# DIRECTIONS FOR THIS TASK:
Retype every one of the records below character for character, changing nothing.

- - -

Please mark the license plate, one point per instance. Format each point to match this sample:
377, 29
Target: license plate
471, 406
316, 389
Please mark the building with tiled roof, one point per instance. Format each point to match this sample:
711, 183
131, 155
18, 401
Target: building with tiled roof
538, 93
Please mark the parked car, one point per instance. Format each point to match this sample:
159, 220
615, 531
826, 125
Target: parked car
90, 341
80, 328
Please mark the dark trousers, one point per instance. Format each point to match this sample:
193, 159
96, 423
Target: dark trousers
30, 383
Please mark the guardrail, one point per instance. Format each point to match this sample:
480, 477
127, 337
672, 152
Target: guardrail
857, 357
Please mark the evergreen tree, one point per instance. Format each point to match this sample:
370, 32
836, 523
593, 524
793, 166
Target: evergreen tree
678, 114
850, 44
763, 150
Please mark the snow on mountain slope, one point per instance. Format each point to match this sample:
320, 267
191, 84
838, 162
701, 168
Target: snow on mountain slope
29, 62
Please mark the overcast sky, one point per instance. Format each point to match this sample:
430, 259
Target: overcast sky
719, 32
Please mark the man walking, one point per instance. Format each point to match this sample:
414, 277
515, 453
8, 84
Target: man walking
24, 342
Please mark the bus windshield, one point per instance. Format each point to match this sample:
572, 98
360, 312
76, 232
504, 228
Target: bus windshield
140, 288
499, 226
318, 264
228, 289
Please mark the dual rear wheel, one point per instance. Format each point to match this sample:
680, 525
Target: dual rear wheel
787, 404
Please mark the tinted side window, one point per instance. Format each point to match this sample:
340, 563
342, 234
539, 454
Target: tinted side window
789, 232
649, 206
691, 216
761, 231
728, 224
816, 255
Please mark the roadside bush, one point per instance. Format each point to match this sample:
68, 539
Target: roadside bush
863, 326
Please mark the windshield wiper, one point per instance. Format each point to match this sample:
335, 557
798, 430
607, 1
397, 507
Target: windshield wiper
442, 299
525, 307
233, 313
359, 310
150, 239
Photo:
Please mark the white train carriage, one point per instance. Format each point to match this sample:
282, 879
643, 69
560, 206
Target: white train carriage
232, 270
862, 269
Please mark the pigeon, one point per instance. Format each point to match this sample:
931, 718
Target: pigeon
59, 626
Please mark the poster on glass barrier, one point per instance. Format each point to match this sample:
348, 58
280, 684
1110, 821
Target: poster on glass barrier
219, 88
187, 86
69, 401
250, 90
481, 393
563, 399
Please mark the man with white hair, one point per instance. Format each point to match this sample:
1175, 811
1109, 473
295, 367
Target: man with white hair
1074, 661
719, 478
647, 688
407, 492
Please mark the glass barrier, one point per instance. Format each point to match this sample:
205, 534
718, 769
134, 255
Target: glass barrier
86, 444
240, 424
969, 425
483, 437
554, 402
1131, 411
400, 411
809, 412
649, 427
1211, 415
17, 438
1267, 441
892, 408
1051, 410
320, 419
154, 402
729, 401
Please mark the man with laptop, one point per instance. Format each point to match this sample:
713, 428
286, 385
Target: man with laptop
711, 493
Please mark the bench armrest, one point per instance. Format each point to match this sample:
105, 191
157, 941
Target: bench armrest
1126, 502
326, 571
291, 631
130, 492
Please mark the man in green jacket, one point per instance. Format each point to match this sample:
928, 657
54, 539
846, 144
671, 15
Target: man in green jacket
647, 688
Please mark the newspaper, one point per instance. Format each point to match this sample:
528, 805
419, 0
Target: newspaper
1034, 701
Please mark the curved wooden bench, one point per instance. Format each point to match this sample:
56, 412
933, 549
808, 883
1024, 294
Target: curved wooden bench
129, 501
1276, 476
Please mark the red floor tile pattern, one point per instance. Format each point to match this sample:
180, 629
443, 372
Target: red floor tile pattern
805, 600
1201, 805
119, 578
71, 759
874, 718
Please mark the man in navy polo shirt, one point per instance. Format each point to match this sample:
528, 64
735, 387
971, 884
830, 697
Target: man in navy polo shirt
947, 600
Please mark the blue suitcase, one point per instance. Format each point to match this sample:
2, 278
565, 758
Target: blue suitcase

- - -

# PROBLEM SOLUTION:
Please mark the license plate, one point per instance. Format each point to match this sample:
377, 29
Target: license plate
471, 406
316, 389
Please mark the building with tiled roof, one point per instance. Format each point to match this sample:
711, 183
131, 155
18, 401
Target: building with tiled roof
538, 93
Please mark the parked car, one point per instance. Format each point to match this sample:
159, 220
615, 531
826, 125
Target: parked car
90, 341
80, 328
Please mark the dark trousers, one point per instance. Format each point to match this sample:
193, 159
96, 423
Target: dark trousers
30, 383
Please mark the guardrail, one point per instance. Format each point to match this sample:
480, 477
127, 337
672, 152
Target: guardrail
857, 357
Please mark the evergreen tree, one point per instance. Format each point to match this sample:
370, 32
836, 523
593, 524
793, 166
Target: evergreen tree
678, 114
850, 44
763, 150
Please mark the snow on mountain slope, one point per instance. Format each point to match this sample:
320, 267
191, 84
838, 162
701, 168
Target: snow on mountain slope
29, 62
Please mark the overcast sky, one point per instance. Format each point to match this sample:
430, 259
Target: overcast sky
719, 32
Please mark the man walking, one point per instance. Format each point to match this sample:
414, 277
515, 453
8, 84
Target: man walking
24, 342
Please mark the bus windshield, one point per instance. Format each point to match this sample:
572, 98
360, 312
76, 232
504, 228
Target: bus windshield
140, 288
499, 226
318, 264
228, 289
Please mark the dual rear wheel, one point per instance. Format each point to match this sample:
680, 525
Target: dual rear wheel
787, 404
Please mark the tinted side window, one point per instance. Format each point to match this sample:
340, 563
342, 234
539, 454
Target: tinted side window
789, 232
649, 206
691, 216
761, 231
728, 224
816, 255
Please mark the roadside bush, one point per instance. Format each point to match this sample:
68, 539
Target: roadside bush
863, 326
Please mark the windshield wiper, one point per instance. Format each point to match this sample:
335, 557
798, 430
607, 1
397, 507
Target: windshield wiper
442, 299
525, 307
233, 313
359, 310
150, 239
Photo:
Please mark the white train carriage, one point per instance. Format each point to match this sample:
282, 879
643, 69
560, 206
Target: white train carriage
232, 270
862, 269
Please mark the pigeon, one point per instance. Format each point to match this sample:
931, 718
Target: pigeon
59, 626
Please mark the poster on glass barrier, one point per instance. Format each point to match this sample:
348, 58
280, 684
1110, 821
Target: poster on glass barrier
219, 88
187, 86
69, 401
250, 90
481, 393
563, 399
Please mark the man with white hair, one point per instance. Format each point to match this sample:
1175, 811
1109, 473
295, 367
Target: man with white hair
1074, 661
719, 478
647, 688
407, 492
Please mark the glass barrier, one point per instance. Format each point to match this sample:
205, 534
718, 769
134, 255
Target: glass barrier
86, 444
240, 424
969, 425
483, 437
554, 402
1131, 411
400, 411
809, 412
649, 427
1211, 415
17, 438
1267, 441
892, 408
1051, 410
320, 419
154, 402
729, 401
Please mark the man with laptop, one point per instance. Format each point to match this sample:
713, 428
286, 385
Target: man with laptop
711, 493
Please mark the bench armrest, one point per instance. Format each point to match this sample:
105, 191
157, 941
Target: bench armrest
1126, 502
326, 571
291, 631
130, 492
Please mark the man in green jacket, one point per instance. Format each point to match this sample:
928, 657
54, 539
846, 144
671, 15
Target: man in green jacket
647, 688
Please mark the newspaper, one point per instance. Format each point to match this sample:
528, 805
419, 0
Target: newspaper
1034, 701
Please mark the curved wooden bench, one point per instance. Format each point to match this sample:
56, 412
933, 549
808, 883
1024, 294
Target: curved wooden bench
129, 501
1276, 476
Please mark the red floor tile pattern, one point per instance. Format each point to match this sample:
180, 629
443, 372
Target: red floor tile pattern
805, 600
1201, 805
119, 578
71, 759
874, 718
Please mark the man in navy polo shirt, one point per instance. Format each point to match this sample:
528, 64
735, 387
971, 884
830, 697
Target: man in navy polo shirt
947, 600
Please mark the blue suitcase, one point per instance. Format each point to match this sample:
2, 278
565, 758
Target: blue suitcase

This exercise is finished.